Kamis, 12 Juni 2008

Raja Gyanendra "Angkat Koper"

Istana Nagarjun Menjadi Tujuan Sementara


AP PHOTO/MUSTAFA QURAISHI / Kompas Images
Mantan Raja Gyanendra keluar dari Istana Narayanhiti, Rabu (11/6) di Kathmandu, menuju Istana Nagarjun yang terletak di sebelah barat Kathmandu.




Kamis, 12 Juni 2008 | 03:00 WIB

Kathmandu, Rabu - Dua pekan setelah pemerintah membubarkan kerajaan Hindu paling tua di dunia (239 tahun), mantan Raja Nepal, Gyanendra, meninggalkan Istana Narayanhiti di Kathmandu, Rabu (11/6). Dengan alasan tak punya rumah, pemerintah mengizinkan Gyanendra untuk sementara tinggal di Istana Nagarjun.

Sebenarnya pemerintah memberi batas waktu bagi Gyanendra untuk meninggalkan istana hingga Kamis. Namun, Gyanendra memutuskan keluar sehari lebih cepat. Sebelum keluar dari istana, Gyanendra harus menyerahkan mahkota bertatahkan berlian dan batu delima kepada Pemerintah Republik Nepal.

Hingga kini mahkota dan tongkat kerajaan dilaporkan telah hilang. Pengurus kerajaan mengaku tak tahu keberadaan kedua lambang kerajaan itu.

Mahkota dan tongkat kerajaan itu terakhir kali digunakan Gyanendra pada Juni 2001 saat dia diangkat sebagai Raja Nepal menggantikan kakaknya, Raja Birendra, yang tewas dibunuh anak laki-lakinya. Sejak itu hanya Gyanendra saja yang dikabarkan tahu keberadaan simbol kerajaan itu.

BLOK DATA:
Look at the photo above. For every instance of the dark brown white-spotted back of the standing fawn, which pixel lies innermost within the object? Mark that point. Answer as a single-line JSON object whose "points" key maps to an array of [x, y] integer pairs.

DAFTAR TUGAS:
1. Tulis lagi bagian kutipan dari "AP PHOTO/MUSTAFA QURAISHI" sampai "Pemerintah Republik Nepal.", dan ganti "Istana Narayanhiti" dengan "Istana Kerajaan".
2. Tolong sebutkan, menurut kutipan, sampai hari apa batas waktu yang diberikan pemerintah kepada Gyanendra untuk meninggalkan istana.

JAWABAN TIAP TUGAS:
1.
AP PHOTO/MUSTAFA QURAISHI / Kompas Images
Mantan Raja Gyanendra keluar dari Istana Kerajaan, Rabu (11/6) di Kathmandu, menuju Istana Nagarjun yang terletak di sebelah barat Kathmandu.




Kamis, 12 Juni 2008 | 03:00 WIB

Kathmandu, Rabu - Dua pekan setelah pemerintah membubarkan kerajaan Hindu paling tua di dunia (239 tahun), mantan Raja Nepal, Gyanendra, meninggalkan Istana Kerajaan di Kathmandu, Rabu (11/6). Dengan alasan tak punya rumah, pemerintah mengizinkan Gyanendra untuk sementara tinggal di Istana Nagarjun.

Sebenarnya pemerintah memberi batas waktu bagi Gyanendra untuk meninggalkan istana hingga Kamis. Namun, Gyanendra memutuskan keluar sehari lebih cepat. Sebelum keluar dari istana, Gyanendra harus menyerahkan mahkota bertatahkan berlian dan batu delima kepada Pemerintah Republik Nepal.

2. Sampai hari Kamis.